[Recorded data]
——

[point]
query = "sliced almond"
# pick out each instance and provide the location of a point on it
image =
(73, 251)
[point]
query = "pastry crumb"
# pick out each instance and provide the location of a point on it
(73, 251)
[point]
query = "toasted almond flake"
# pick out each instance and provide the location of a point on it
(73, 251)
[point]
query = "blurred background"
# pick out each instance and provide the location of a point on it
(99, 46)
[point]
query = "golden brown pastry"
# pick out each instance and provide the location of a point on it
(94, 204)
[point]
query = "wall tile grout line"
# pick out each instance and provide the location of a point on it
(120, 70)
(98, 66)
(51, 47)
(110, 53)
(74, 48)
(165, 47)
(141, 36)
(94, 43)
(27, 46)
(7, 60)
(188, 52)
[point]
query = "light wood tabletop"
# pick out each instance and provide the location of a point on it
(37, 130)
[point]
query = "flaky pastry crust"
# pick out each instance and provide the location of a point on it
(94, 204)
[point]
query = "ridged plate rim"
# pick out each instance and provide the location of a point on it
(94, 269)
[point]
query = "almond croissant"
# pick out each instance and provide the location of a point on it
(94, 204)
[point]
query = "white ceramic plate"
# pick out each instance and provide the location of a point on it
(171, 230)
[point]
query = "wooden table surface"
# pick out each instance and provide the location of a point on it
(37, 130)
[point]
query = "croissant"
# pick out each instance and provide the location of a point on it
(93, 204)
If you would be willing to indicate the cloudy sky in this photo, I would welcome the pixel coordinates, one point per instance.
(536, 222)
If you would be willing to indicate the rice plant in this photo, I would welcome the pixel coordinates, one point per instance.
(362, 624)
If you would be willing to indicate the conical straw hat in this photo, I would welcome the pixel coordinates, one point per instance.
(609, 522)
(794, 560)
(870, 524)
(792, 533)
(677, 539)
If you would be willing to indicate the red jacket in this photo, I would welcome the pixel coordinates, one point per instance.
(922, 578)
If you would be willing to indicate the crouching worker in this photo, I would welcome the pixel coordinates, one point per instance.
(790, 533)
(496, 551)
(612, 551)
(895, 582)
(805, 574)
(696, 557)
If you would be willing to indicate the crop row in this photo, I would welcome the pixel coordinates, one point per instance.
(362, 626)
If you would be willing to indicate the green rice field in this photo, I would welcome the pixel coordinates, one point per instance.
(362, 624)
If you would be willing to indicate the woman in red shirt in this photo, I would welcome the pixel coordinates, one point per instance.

——

Exercise instructions: Copy every record above exactly as it appears.

Problem solution:
[point]
query = "sliced almond"
# pick out each instance and provide the location of a point on it
image =
(73, 251)
[point]
query = "pastry crumb"
# pick out each instance and provide the location of a point on it
(73, 251)
[point]
query = "toasted almond flake"
# pick out each instance and provide the location of a point on it
(73, 251)
[point]
query = "blurred background"
# pick out each instance and provide the location of a point on it
(99, 46)
[point]
query = "golden brown pastry"
# pick out each instance and provide the location of a point on it
(94, 204)
[point]
query = "wall tile grout line"
# pick out each instance and provide the location of a point on it
(120, 70)
(98, 66)
(51, 47)
(110, 53)
(74, 48)
(165, 47)
(141, 36)
(94, 43)
(27, 46)
(7, 60)
(188, 52)
[point]
query = "light wood tabletop"
# pick out each instance and provide the location of a point on it
(37, 130)
[point]
query = "flaky pastry crust"
# pick out each instance and provide the location of a point on it
(94, 204)
[point]
query = "ridged plate rim"
# pick out each instance and provide the location of a point on it
(94, 269)
[point]
query = "almond croissant"
# pick out each instance and provide the location of a point on it
(94, 204)
[point]
query = "white ceramic plate"
# pick out each instance and provide the location of a point on it
(171, 230)
[point]
query = "wooden table surface"
# pick out each instance and provide the location of a point on it
(37, 130)
[point]
query = "croissant"
# pick out each instance and provide the location of a point on it
(93, 204)
If you would be willing to indicate the cloudy sky in this photo, I would welcome the pixel coordinates, one point per instance.
(536, 222)
If you would be willing to indicate the rice plant in this photo, I would welcome the pixel coordinates, one point per instance.
(362, 624)
If you would be willing to indicate the conical straw hat in this photo, I would welcome the pixel coordinates, one point per instance.
(609, 522)
(794, 560)
(870, 524)
(792, 533)
(677, 539)
If you would be willing to indicate the red jacket in this photo, I would welcome the pixel coordinates, one point per instance.
(922, 578)
If you would be willing to indicate the crouching worker in this photo, I would welcome the pixel coordinates, one point per instance.
(790, 533)
(496, 551)
(612, 551)
(895, 582)
(805, 574)
(696, 557)
If you would be willing to indicate the crop row in this photo, I would welcome the pixel coordinates, one point per instance.
(362, 626)
If you would be willing to indicate the green rice field in this photo, I would welcome the pixel coordinates, one point per instance.
(362, 624)
If you would be willing to indicate the woman in red shirt in this photo, I would welcome the pixel coordinates, one point per instance.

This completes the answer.